• _INFORMATION SUPPLIED_:
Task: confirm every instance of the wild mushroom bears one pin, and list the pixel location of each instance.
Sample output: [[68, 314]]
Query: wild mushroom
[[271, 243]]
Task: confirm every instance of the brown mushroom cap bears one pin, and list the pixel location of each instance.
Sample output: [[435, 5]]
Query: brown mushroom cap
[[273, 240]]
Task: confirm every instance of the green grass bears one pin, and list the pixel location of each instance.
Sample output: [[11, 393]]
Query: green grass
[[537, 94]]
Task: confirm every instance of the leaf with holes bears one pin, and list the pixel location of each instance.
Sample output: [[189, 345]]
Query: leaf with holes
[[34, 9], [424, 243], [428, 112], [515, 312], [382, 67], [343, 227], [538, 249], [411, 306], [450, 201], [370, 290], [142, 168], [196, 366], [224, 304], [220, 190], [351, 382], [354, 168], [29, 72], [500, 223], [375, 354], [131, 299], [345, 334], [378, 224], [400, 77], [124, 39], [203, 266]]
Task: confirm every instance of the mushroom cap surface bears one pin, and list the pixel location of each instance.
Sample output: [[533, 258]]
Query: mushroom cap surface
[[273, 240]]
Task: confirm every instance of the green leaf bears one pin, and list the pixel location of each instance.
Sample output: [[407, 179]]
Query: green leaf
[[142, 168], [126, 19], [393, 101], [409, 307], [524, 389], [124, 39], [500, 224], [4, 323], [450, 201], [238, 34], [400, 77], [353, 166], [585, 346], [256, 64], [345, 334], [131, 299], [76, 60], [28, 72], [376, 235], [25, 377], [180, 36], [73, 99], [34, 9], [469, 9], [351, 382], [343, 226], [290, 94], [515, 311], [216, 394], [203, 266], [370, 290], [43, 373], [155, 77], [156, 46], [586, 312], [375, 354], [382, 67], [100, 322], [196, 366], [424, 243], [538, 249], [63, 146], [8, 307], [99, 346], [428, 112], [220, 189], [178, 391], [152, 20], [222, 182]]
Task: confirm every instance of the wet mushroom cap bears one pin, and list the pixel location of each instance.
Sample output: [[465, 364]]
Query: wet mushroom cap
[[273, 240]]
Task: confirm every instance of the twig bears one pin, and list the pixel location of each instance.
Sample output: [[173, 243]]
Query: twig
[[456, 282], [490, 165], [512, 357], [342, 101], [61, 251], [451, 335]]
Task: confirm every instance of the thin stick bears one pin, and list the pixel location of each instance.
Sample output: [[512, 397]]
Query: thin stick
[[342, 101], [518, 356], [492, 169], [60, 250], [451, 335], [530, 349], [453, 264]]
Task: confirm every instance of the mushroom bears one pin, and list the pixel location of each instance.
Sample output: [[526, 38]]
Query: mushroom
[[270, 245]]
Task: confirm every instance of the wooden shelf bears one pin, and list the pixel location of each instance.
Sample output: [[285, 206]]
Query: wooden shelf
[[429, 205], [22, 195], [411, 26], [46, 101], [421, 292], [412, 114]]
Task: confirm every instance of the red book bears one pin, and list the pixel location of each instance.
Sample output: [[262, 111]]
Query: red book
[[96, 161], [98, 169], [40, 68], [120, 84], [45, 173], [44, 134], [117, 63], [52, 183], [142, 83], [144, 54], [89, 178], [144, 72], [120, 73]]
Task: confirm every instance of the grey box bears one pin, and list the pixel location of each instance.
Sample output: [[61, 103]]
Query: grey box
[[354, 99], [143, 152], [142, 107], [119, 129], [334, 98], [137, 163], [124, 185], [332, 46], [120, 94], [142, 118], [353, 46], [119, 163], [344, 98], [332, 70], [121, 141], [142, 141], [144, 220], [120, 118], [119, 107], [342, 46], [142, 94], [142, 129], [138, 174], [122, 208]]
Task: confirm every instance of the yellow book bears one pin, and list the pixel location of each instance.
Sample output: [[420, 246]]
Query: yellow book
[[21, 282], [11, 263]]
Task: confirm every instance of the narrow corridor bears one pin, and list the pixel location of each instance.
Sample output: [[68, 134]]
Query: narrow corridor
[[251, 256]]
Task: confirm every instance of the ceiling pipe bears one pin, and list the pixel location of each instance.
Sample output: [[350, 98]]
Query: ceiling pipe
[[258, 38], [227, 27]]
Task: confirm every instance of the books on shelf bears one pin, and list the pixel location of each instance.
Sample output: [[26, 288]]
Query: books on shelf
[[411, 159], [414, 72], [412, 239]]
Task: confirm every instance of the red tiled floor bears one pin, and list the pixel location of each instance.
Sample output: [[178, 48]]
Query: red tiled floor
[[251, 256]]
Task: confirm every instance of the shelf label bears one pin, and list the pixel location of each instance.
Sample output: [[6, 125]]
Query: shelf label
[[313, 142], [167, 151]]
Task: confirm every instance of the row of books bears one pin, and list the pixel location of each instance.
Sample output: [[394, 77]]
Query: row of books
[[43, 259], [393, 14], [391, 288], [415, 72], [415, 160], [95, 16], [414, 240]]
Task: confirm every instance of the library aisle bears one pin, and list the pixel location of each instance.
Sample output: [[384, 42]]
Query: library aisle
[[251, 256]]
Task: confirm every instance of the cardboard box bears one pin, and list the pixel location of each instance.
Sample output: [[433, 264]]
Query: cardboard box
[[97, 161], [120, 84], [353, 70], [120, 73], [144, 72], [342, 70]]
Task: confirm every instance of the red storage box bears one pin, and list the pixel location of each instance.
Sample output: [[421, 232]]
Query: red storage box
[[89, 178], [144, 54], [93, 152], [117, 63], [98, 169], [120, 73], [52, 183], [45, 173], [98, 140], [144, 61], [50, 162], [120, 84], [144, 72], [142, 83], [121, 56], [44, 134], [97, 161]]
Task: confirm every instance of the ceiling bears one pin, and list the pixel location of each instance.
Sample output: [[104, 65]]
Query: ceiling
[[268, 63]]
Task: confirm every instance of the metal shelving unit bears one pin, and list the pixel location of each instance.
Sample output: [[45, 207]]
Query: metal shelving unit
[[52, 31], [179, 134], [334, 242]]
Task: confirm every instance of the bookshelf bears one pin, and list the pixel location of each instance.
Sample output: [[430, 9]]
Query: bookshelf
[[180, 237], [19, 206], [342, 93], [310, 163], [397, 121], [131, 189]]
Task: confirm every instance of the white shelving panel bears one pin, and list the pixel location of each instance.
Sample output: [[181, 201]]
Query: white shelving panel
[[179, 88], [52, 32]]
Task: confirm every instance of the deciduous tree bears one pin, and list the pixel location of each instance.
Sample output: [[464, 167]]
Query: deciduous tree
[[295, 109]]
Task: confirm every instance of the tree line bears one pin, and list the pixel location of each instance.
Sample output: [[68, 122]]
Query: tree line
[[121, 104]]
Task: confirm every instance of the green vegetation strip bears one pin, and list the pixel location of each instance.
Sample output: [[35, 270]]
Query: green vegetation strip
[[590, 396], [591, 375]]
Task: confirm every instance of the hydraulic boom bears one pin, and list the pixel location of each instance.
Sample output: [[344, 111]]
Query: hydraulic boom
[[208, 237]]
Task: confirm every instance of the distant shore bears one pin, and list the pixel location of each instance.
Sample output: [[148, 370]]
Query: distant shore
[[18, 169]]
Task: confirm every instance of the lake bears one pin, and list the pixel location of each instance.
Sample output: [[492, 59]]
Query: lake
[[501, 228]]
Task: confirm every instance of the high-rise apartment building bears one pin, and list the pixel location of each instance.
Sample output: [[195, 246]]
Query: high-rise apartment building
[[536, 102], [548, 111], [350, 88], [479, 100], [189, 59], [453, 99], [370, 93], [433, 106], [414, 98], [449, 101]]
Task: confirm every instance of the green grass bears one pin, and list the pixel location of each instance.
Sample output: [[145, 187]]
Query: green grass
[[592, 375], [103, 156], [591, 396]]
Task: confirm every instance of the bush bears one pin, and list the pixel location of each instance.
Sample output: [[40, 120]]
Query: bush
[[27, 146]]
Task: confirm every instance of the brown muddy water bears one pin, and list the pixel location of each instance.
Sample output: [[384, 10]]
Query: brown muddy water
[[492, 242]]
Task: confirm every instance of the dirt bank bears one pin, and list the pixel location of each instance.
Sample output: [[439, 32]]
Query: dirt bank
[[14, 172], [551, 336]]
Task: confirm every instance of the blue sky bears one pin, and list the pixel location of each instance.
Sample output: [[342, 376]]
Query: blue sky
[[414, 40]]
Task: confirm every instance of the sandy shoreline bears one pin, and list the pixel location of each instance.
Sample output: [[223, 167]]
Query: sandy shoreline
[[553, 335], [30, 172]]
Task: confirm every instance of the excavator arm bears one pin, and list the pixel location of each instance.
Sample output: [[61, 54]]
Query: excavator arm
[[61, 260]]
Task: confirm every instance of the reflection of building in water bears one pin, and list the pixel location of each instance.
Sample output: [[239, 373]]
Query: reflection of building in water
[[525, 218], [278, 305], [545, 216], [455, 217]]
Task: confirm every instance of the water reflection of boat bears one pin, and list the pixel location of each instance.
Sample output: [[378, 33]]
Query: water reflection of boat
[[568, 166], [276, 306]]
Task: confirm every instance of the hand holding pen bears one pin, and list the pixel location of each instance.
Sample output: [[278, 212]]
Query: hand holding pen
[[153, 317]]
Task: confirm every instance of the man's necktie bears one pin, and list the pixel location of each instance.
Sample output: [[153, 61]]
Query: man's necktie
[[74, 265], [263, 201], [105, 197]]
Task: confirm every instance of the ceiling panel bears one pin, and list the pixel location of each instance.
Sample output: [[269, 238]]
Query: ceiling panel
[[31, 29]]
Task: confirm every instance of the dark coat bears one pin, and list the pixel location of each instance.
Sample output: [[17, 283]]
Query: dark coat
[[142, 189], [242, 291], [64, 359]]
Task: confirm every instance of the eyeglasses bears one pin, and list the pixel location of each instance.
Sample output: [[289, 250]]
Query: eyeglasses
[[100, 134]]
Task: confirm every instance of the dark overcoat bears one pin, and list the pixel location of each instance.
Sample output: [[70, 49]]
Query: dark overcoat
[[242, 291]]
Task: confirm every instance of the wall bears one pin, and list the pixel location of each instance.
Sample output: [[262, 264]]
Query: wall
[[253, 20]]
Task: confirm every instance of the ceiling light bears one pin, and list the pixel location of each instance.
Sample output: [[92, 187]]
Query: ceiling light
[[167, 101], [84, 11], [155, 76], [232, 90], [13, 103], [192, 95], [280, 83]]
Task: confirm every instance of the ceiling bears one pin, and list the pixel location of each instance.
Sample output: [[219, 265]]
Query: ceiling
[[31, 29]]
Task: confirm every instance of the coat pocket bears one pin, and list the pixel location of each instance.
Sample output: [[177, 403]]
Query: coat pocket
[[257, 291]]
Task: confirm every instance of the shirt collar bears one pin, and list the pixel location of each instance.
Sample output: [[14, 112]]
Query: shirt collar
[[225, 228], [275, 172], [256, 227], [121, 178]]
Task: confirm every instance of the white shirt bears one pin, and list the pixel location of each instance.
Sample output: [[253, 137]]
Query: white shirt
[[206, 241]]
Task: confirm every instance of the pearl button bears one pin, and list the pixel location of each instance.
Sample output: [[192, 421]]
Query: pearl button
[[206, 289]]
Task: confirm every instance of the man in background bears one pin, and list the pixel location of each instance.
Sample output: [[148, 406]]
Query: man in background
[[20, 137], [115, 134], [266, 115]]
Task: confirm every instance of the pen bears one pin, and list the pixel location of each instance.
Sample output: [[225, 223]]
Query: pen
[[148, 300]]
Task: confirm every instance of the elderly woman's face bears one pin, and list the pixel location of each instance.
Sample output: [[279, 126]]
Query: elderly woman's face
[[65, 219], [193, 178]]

• _REQUIRED WORK_:
The required answer is the run of lines above, starting at the line with "Query: blue sky" and ending at the line with "Sample output: [[278, 212]]", reproduced exactly with both ends.

• _OUTPUT FOR THIS EXERCISE_:
Query: blue sky
[[414, 40]]
Task: confirm every instance of the sandy shoreline bears one pin, and list the pixel location of each instance.
Sample output: [[223, 167]]
Query: sandy shoreline
[[553, 335], [30, 172]]
Task: confirm every instance of the excavator arm bears one pin, and list the pixel location of each instance.
Sample output: [[61, 54]]
Query: excavator arm
[[61, 260]]
Task: confirm every instance of the reflection of building in water bears one pin, and list the pixel location of each instance.
Sample output: [[239, 373]]
Query: reflection of building in water
[[525, 218], [278, 305], [545, 216], [455, 217]]
Task: confirm every instance of the water reflection of boat bears one pin, and list the pixel location of each instance.
Sample output: [[378, 33]]
Query: water reflection of boat
[[568, 166], [276, 306]]
Task: confirm every instance of the hand holding pen bears one pin, and list the pixel location of each instance.
Sample output: [[278, 212]]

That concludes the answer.